• _Texto fornecido_:

Você já se viu em um ciclo onde, mesmo após conquistar um objetivo ou realizar um sonho, a sensação de insatisfação persiste? É como se, independentemente do esforço, as expectativas nunca fossem totalmente alcançadas, deixando um vazio desconcertante. Esse sentimento de frustração constante parece fazer parte da experiência humana, especialmente na vida moderna. Por mais que avancemos, algo parece sempre nos faltar. E, nesse sentido, esse ciclo de insatisfação e vazio não é uma novidade.
O filósofo Arthur Schopenhauer, conhecido por sua visão profundamente pessimista sobre a existência, descreveu essa sensação de forma magistral em sua obra “O Mundo como Vontade e Representação” (Die Welt als Wille und Vorstellung), publicada em 1818. De acordo com ele, a vida oscila como um pêndulo entre dois polos inevitáveis: a dor e o tédio. Segundo Schopenhauer, somos eternamente movidos por desejos que, ao serem realizados, nos tiram da dor da falta, mas rapidamente nos mergulham no tédio da satisfação passageira. Ele escreveu:
“A vida oscila, como um pêndulo, entre a dor e o tédio, passando por um curto intervalo de prazer e alegria.”
A ideia central de Schopenhauer é que a vontade — essa força interna que nos impulsiona — é a raiz de todo o sofrimento humano. Estamos sempre desejando algo: sucesso, reconhecimento, amor, ou realizações materiais. No entanto, uma vez que conseguimos aquilo que desejávamos, a satisfação é temporária, e logo surge um novo desejo, reiniciando o ciclo de insatisfação. Quando os desejos não são realizados, sentimos dor; quando o são, logo caímos no tédio, pois o que alcançamos já não é mais suficiente.
Para Schopenhauer, a frustração é uma parte inevitável de nossa condição, porque a própria natureza dos desejos humanos é insaciável. Mesmo quando conseguimos aquilo que almejávamos, o prazer que sentimos é efêmero, deixando espaço para novas aspirações que, por sua vez, trarão novas frustrações.
Mas o que essa reflexão filosófica nos diz? E, mais importante, como podemos lidar com essa realidade de frustrações constantes, tanto internas quanto externas?
Para compreender melhor essa questão, podemos nos apoiar nas reflexões de dois grandes pensadores do século XX: Sigmund Freud e Erich Fromm. Cada um, com sua visão particular, nos ajuda a entender as raízes da frustração e a forma como ela se manifesta em nossa vida, tanto no âmbito pessoal quanto social.

[Registros de dados]
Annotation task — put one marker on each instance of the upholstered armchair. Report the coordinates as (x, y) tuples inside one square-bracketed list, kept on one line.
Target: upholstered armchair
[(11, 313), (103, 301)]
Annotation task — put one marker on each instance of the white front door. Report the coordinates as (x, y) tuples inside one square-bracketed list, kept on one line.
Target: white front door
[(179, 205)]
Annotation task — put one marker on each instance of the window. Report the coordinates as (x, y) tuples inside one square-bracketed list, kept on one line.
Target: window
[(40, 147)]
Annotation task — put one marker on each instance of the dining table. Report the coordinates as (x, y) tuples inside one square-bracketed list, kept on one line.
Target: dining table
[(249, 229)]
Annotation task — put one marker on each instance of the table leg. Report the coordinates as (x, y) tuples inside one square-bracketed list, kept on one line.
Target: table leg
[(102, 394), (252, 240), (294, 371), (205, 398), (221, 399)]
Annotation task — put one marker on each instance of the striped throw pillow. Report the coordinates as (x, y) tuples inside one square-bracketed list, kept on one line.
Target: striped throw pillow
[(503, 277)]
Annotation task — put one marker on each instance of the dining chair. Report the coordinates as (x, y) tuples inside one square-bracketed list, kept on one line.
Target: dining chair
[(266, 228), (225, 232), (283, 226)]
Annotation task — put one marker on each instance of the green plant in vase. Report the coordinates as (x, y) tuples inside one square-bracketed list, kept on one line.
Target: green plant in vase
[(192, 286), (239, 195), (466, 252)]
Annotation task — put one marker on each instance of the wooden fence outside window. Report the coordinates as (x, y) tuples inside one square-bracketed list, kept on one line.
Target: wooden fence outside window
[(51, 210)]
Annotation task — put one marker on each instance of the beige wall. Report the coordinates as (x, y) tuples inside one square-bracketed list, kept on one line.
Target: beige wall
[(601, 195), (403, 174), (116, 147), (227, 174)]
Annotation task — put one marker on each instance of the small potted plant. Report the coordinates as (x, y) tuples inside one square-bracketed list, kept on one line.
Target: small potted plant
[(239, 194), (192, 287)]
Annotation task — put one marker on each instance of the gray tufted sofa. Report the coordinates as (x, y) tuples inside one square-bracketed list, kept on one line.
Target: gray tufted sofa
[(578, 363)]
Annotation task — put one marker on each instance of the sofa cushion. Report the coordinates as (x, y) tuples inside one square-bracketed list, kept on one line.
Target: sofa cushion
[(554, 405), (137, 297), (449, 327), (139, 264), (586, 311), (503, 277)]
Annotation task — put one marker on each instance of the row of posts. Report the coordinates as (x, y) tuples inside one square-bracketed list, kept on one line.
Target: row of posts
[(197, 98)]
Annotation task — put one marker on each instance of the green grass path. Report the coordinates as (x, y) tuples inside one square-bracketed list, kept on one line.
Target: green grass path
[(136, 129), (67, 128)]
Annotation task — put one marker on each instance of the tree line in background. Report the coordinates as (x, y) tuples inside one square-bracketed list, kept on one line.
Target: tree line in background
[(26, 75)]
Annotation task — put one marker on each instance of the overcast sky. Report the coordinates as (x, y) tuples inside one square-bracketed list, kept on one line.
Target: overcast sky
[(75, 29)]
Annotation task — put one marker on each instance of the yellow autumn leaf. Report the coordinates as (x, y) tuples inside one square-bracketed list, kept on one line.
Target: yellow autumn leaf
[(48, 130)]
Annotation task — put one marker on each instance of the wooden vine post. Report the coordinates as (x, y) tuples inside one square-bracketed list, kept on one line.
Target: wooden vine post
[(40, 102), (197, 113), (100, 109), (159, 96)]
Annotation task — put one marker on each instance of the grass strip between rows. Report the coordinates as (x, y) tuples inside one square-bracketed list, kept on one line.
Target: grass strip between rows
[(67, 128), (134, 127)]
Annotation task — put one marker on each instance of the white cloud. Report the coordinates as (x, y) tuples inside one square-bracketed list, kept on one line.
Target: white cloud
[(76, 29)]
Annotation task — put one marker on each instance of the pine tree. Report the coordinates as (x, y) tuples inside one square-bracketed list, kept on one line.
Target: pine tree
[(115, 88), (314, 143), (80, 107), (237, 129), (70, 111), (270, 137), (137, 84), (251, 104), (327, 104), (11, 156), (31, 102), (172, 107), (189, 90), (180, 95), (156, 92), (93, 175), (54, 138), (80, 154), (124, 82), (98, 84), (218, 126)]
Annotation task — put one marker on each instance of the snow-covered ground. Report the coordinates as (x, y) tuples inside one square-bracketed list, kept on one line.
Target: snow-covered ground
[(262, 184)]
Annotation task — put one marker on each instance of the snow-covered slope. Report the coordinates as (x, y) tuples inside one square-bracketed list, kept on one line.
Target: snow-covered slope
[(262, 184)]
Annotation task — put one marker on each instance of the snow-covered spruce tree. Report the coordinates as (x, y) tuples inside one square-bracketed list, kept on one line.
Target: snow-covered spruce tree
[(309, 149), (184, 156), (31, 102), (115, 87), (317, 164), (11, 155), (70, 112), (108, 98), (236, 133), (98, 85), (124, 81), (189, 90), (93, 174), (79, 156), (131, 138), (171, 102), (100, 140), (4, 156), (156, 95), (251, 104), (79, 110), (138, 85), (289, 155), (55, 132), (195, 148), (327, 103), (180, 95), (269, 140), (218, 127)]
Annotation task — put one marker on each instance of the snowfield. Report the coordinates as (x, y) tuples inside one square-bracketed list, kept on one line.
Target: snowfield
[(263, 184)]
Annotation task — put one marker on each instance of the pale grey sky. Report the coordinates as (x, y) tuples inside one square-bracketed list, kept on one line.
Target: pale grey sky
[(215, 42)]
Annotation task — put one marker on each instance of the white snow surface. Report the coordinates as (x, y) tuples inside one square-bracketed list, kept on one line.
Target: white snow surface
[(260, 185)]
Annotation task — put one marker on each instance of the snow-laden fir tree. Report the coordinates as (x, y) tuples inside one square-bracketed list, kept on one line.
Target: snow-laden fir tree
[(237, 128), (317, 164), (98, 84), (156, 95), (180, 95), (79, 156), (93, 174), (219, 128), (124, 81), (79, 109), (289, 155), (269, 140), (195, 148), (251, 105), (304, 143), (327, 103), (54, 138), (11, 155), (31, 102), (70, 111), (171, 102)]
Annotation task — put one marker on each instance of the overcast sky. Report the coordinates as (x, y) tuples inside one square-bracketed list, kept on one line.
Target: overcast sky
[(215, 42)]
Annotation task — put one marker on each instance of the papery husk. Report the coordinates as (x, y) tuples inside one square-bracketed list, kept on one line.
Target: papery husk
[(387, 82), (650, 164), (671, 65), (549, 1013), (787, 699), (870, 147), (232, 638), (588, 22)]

• _Lista de tarefas_:
1. No texto sobre Schopenhauer, reescreva o trecho que começa nas palavras "A ideia central" e termina após "é mais suficiente.", trocando "sofrimento" por "padecimento".
2. Segundo o texto sobre Schopenhauer, entre quais dois polos a vida oscila como um pêndulo?
Os registros não têm nenhum papel nesta atividade.

• _Resultados finais_:
1.
A ideia central de Schopenhauer é que a vontade — essa força interna que nos impulsiona — é a raiz de todo o padecimento humano. Estamos sempre desejando algo: sucesso, reconhecimento, amor, ou realizações materiais. No entanto, uma vez que conseguimos aquilo que desejávamos, a satisfação é temporária, e logo surge um novo desejo, reiniciando o ciclo de insatisfação. Quando os desejos não são realizados, sentimos dor; quando o são, logo caímos no tédio, pois o que alcançamos já não é mais suficiente.

2. Entre a dor e o tédio.